## STATED PROBLEM
Exactly and only the lines from the one with "Each returned point MUST lie on the matching green leaf" through the end of the listing are to be transcribed, both ends included.

──────────

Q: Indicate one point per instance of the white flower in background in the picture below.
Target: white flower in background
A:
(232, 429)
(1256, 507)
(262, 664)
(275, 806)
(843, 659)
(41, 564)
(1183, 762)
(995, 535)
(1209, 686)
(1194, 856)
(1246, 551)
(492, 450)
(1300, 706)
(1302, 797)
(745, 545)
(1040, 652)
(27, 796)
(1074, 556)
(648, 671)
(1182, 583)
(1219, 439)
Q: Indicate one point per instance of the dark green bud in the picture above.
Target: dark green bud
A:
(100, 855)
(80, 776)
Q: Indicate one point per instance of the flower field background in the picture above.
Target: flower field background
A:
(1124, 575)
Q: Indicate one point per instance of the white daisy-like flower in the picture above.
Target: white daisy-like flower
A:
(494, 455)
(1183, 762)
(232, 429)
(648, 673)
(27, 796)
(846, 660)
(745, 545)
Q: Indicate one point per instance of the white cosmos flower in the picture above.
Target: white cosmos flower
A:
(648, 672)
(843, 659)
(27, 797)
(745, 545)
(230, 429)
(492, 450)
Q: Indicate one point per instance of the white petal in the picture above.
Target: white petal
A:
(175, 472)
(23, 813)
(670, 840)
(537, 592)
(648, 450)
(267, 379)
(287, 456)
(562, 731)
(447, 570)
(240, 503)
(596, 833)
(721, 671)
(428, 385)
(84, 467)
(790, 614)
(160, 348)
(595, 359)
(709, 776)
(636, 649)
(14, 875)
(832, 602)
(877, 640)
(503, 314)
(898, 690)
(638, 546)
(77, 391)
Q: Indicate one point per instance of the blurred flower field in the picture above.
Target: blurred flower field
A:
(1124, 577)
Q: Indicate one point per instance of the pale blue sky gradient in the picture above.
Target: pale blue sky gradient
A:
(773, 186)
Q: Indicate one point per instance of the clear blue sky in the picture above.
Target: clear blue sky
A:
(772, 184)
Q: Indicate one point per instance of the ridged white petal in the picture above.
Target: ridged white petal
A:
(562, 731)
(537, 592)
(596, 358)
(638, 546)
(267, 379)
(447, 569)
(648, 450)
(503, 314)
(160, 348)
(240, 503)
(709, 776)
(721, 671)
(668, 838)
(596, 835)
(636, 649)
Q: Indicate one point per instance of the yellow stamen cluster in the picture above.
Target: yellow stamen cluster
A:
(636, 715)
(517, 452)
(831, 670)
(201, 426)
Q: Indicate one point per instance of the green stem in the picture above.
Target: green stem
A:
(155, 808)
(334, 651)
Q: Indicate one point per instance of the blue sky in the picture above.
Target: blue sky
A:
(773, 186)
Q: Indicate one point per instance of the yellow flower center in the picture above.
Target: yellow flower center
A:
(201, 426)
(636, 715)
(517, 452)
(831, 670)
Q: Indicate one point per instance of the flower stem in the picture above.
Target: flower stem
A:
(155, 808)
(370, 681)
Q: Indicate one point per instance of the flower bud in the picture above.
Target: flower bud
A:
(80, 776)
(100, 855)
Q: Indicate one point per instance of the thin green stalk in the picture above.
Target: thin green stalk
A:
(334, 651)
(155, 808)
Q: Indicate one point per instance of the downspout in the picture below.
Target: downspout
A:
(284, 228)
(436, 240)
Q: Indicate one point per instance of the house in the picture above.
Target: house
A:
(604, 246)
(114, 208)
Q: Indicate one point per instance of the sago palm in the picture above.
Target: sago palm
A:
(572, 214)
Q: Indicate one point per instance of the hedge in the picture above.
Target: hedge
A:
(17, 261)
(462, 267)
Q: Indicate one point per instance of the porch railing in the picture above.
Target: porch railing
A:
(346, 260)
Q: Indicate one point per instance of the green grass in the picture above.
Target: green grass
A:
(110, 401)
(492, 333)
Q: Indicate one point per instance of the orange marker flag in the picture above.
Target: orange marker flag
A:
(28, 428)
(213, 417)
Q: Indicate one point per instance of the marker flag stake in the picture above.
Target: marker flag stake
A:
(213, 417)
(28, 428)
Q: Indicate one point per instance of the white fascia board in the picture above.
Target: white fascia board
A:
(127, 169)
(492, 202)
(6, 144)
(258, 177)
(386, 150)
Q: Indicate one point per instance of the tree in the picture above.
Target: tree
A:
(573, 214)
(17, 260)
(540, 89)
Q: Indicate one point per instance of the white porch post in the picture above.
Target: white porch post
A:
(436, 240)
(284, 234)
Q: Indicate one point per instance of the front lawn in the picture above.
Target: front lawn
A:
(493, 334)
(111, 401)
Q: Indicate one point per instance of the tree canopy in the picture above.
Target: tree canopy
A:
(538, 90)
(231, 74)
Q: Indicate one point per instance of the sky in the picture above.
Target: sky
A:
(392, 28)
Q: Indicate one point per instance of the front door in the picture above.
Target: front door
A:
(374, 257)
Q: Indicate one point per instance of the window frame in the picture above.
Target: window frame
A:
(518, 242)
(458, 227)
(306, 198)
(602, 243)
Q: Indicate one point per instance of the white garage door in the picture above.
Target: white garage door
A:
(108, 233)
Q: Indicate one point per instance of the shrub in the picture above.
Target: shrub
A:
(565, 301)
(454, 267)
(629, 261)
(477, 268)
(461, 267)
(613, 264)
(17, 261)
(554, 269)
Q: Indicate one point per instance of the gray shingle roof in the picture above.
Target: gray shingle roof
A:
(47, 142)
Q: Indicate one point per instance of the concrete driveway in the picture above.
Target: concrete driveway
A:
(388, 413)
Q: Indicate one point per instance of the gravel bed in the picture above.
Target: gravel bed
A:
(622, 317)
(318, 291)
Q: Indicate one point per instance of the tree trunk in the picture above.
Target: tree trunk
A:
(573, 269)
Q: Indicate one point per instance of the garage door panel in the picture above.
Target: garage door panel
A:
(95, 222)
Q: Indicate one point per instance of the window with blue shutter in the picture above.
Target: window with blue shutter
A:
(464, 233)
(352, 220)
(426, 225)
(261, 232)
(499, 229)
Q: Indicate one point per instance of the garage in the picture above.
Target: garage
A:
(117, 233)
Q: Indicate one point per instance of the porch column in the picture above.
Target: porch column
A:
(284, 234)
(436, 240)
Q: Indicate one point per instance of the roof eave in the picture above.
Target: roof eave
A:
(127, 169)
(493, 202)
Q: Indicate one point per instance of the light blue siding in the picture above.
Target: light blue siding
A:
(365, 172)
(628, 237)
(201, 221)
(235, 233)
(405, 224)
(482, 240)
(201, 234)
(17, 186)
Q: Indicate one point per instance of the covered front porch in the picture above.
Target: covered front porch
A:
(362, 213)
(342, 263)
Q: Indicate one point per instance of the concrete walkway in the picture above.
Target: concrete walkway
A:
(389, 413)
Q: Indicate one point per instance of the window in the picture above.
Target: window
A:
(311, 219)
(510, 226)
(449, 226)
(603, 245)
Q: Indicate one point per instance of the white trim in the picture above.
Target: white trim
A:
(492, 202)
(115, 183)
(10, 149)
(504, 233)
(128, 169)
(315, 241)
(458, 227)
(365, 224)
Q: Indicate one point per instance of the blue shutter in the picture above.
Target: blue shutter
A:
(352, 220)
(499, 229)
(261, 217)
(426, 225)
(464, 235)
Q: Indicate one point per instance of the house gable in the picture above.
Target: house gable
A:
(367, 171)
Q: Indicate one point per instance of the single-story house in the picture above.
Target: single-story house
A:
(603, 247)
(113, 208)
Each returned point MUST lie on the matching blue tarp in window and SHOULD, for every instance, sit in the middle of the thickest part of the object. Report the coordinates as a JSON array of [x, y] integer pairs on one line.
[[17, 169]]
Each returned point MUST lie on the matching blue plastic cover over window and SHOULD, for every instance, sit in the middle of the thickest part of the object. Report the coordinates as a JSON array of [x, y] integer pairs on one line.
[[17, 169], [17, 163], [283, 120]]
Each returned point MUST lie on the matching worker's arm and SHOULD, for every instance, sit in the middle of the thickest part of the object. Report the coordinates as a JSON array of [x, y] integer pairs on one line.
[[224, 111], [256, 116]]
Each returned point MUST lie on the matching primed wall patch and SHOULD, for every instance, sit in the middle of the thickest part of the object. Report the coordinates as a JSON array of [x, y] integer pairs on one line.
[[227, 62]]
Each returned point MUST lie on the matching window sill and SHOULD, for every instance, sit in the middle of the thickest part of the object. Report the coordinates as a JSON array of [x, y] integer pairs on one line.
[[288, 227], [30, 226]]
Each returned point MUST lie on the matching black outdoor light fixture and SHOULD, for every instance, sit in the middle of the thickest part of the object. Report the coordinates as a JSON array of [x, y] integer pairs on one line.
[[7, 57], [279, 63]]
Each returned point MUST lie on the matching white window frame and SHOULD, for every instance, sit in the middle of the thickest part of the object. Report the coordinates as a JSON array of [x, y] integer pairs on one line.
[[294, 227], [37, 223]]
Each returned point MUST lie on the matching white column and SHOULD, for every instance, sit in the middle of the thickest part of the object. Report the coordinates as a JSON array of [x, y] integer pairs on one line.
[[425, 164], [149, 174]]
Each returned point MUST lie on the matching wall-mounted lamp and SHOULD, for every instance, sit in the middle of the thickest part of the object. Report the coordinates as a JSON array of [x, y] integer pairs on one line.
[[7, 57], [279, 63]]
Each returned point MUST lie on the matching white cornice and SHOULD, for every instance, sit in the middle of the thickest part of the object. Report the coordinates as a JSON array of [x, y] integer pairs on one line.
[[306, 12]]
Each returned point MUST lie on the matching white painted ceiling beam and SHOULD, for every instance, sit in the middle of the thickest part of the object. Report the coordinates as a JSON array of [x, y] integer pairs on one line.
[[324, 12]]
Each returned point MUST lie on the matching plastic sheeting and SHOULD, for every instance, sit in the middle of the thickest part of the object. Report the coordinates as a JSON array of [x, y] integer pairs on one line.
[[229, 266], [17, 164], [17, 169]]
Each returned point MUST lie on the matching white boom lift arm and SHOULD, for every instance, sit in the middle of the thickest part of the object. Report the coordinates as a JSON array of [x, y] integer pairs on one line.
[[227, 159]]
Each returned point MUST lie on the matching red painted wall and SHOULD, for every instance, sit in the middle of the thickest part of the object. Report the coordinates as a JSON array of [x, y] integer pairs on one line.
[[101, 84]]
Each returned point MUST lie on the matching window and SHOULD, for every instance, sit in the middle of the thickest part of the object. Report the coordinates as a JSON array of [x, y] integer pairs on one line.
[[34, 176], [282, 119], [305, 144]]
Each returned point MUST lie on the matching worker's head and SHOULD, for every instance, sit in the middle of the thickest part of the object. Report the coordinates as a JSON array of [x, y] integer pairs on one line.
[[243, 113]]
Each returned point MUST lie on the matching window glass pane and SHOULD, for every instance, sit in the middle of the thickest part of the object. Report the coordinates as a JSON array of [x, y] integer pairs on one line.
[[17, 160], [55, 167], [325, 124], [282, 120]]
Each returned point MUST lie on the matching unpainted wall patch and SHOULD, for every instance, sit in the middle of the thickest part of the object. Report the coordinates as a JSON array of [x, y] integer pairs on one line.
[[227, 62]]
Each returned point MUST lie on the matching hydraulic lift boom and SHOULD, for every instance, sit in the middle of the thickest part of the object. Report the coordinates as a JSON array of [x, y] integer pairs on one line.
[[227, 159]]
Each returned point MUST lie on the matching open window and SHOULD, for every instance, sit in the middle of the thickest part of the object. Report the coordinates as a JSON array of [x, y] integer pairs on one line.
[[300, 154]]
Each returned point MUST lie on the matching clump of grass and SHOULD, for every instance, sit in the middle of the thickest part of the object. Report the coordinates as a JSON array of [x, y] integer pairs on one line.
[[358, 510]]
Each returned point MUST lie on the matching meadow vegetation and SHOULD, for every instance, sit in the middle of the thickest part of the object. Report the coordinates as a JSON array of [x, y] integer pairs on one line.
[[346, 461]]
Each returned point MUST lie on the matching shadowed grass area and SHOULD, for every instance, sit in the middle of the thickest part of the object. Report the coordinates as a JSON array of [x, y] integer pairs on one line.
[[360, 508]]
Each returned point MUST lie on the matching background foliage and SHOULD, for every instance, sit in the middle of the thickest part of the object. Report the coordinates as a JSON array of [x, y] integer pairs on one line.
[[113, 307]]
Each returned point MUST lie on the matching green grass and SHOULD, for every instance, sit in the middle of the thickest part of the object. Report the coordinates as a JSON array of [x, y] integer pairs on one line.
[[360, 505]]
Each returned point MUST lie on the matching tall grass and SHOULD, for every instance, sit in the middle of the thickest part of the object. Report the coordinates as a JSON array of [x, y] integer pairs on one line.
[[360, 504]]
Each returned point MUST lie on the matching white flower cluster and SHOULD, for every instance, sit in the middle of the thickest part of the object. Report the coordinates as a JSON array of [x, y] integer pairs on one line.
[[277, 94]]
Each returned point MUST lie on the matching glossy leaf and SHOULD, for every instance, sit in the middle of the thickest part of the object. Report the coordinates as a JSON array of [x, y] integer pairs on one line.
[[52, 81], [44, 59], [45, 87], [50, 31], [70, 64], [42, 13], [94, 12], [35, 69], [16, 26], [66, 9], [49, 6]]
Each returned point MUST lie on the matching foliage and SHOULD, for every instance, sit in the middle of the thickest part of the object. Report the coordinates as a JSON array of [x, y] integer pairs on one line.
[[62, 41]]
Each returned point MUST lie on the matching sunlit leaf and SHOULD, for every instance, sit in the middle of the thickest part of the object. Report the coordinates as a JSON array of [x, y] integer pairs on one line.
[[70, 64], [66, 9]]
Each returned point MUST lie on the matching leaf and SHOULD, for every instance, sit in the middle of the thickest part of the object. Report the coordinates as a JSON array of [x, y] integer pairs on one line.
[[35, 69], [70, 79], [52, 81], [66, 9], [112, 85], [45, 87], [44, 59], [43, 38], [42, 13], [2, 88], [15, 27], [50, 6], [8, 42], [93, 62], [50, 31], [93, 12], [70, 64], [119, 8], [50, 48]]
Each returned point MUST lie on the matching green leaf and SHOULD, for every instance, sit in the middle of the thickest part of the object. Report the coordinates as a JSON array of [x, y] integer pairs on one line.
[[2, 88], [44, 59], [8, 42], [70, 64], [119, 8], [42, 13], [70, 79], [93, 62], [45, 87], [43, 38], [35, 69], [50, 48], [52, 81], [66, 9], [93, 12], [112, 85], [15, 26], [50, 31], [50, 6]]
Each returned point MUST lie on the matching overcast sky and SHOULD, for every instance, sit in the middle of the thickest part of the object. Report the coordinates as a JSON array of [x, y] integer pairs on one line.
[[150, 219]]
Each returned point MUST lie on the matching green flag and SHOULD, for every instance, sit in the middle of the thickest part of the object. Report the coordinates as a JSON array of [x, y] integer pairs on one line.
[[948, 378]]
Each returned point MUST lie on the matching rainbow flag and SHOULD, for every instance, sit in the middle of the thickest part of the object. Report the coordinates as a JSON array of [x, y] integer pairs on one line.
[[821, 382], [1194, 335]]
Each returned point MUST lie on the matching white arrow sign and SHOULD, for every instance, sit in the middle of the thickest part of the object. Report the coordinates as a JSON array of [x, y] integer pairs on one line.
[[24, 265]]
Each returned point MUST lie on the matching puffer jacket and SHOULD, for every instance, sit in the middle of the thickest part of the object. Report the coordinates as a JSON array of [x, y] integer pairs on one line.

──────────

## RESULT OF THIS TASK
Each returned point MUST lie on the matching green leaf and SHOULD, for every instance, sit in the middle of the thickest part of the object. Report the coordinates as a JSON array of [x, y] integer pairs on one line.
[[2, 88], [44, 59], [8, 42], [70, 64], [119, 8], [42, 13], [70, 79], [93, 62], [45, 87], [43, 38], [35, 69], [50, 48], [52, 81], [66, 9], [93, 12], [112, 85], [15, 26], [50, 31], [50, 6]]
Each returned point MUST lie on the matching overcast sky and SHOULD, for every instance, sit in the middle of the thickest part of the object. Report the coordinates as a JSON array of [x, y] integer pairs on one line.
[[150, 219]]
Each returned point MUST lie on the matching green flag and SHOULD, for every instance, sit in the middle of the thickest part of the object. Report the coordinates as a JSON array of [x, y] integer pairs on one line.
[[948, 378]]
Each returned point MUST lie on the matching rainbow flag and SHOULD, for every instance, sit in the middle of the thickest part of the object. Report the coordinates as a JSON array of [x, y] integer pairs on one line.
[[821, 382], [1194, 335]]
Each returned point MUST lie on the matching white arrow sign and SHOULD, for every instance, sit in the middle of the thickest part of the object. Report the coordinates as a JSON array of [x, y] integer pairs on one line.
[[24, 265]]
Each returned point MUST lie on the matching puffer jacket and SHOULD, for every instance, sit in the middle of the thickest part of the object. Report the coordinates as a JSON array of [x, y] integer pairs on one line.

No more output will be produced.